• _Problem statement_:
Can you convert everything from the line containing "of the cascading" down to the line containing "<point>335,226</point>", both included, into a two-column CSV with the headers instruction and response, one line per row holding its text and its answer, each in a single quoted field with line breaks replaced by spaces?

━━━ Input records

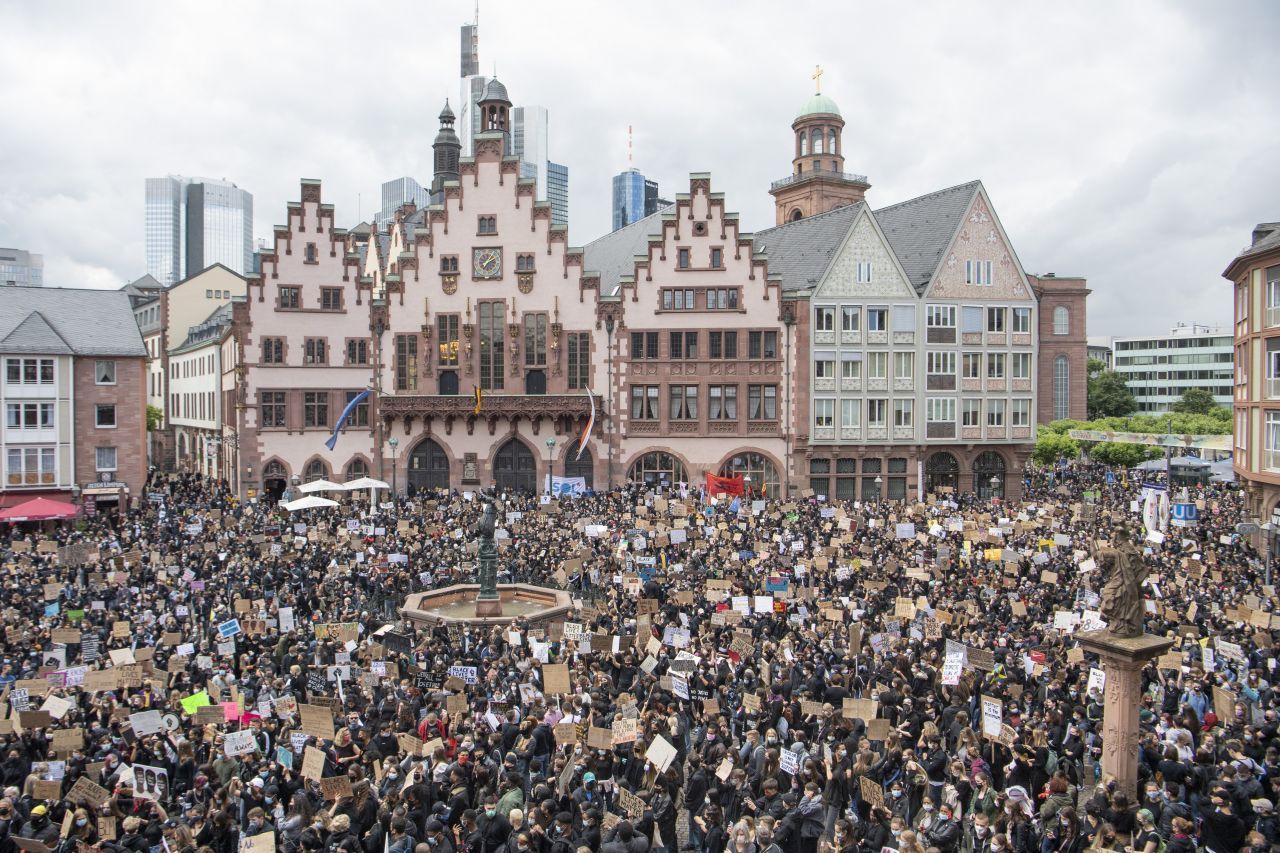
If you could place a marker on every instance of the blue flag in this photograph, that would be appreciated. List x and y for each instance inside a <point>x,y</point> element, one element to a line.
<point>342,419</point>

━━━━━━
━━━ Input records

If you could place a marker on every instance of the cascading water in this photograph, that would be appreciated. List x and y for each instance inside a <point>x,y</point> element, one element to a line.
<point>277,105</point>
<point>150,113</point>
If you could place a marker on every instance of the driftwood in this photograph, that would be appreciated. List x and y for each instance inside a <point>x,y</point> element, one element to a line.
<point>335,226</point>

━━━━━━

• _Task result_:
instruction,response
"If you could place a marker on every instance of the cascading water in this photograph, that would be appreciated. List x and y for each instance inside a <point>x,y</point> element, one element to a line.","<point>277,105</point> <point>150,113</point>"
"If you could place a marker on every instance of the driftwood in this photograph, that would be appreciated. List x and y for each instance inside a <point>x,y</point> element, one element to a line.","<point>335,226</point>"